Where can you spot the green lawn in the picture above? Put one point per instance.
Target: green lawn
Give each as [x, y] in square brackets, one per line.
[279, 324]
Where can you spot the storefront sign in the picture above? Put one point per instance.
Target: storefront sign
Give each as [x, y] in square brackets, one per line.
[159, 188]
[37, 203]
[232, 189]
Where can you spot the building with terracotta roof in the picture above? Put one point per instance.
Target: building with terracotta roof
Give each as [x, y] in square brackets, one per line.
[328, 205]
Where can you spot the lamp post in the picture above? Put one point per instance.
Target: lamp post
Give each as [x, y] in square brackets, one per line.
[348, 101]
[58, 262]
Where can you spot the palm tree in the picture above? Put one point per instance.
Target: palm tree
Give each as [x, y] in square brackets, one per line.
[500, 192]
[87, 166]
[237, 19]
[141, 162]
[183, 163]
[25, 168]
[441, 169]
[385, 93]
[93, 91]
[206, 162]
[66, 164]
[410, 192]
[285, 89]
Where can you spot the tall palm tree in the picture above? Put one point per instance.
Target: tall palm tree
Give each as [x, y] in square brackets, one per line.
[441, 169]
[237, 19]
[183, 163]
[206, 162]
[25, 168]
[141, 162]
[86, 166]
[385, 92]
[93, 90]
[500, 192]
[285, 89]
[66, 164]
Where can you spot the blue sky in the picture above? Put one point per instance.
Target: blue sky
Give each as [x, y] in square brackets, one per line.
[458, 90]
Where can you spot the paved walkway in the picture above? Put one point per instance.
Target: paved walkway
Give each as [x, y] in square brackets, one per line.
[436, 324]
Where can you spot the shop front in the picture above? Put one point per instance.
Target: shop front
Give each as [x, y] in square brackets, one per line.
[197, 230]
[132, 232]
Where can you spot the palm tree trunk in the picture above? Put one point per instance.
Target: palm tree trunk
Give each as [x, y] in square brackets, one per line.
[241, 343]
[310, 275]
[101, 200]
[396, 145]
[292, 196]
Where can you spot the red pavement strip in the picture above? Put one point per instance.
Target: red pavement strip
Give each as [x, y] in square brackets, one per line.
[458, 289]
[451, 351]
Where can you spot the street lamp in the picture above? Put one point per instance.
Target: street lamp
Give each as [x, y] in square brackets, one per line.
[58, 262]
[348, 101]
****
Take the entries and print them exactly. Keep every line.

Where can you spot the green lawn in the picture above? Put one point per instance.
Target: green lawn
Give each as [x, y] in square brackets, one per line.
[279, 324]
Where can you spot the storefront sign in the picture above? Put one point per instance.
Target: storefront sign
Give each as [x, y] in square brackets, one per line.
[159, 188]
[37, 203]
[232, 189]
Where can you spot the building with terracotta roof in the picture above? Put one point per instance.
Target: building with terracotta roof
Give each as [x, y] in square brackets, one per line.
[328, 205]
Where can you spot the lamp post in the picture above? Put one point per instance.
Target: lamp post
Give each as [x, y] in square brackets, one per line.
[348, 101]
[58, 262]
Where can you spot the palm tree in the picture above? Put one point per instance.
Target: palm tree
Give each as [x, y] in square brackets, one per line.
[500, 192]
[87, 166]
[237, 19]
[141, 162]
[183, 163]
[25, 168]
[441, 169]
[385, 93]
[93, 91]
[206, 162]
[66, 164]
[410, 192]
[285, 89]
Where can you spot the tall palm tree in the picture above? Put one point per instance.
Target: tall palm tree
Give each as [x, y] in square brackets, one per line.
[441, 169]
[237, 19]
[183, 163]
[206, 162]
[25, 168]
[141, 162]
[86, 166]
[385, 92]
[93, 90]
[500, 192]
[285, 89]
[66, 164]
Where can you spot the blue sky in the picture above? Put one point per instance.
Target: blue sky
Give each as [x, y] in square brackets, one per line.
[458, 90]
Where can you spot the paved walkway in the picture above? Put one point per instance.
Target: paved walkway
Give each as [x, y] in square brackets, one per line.
[436, 324]
Where can you spot the shop front in the picture above? Put one point per instance.
Target: shop front
Give each as [x, y] in square brackets, one per line.
[197, 230]
[132, 232]
Where can you spot the palm tree trunk in the picture above? Put one point per instance.
Target: palm tree trunk
Give each as [x, y] in square brackets, one per line.
[241, 343]
[310, 275]
[101, 200]
[396, 145]
[292, 196]
Where can you spot the red pavement strip in the picture above? Put one point per instance.
Target: red pavement strip
Give each as [x, y] in square brackets, one per line.
[458, 289]
[451, 351]
Where can you spot the street lamp in the picture above? Put one point per instance.
Target: street lamp
Give each as [x, y] in square brackets, one per line.
[58, 262]
[348, 101]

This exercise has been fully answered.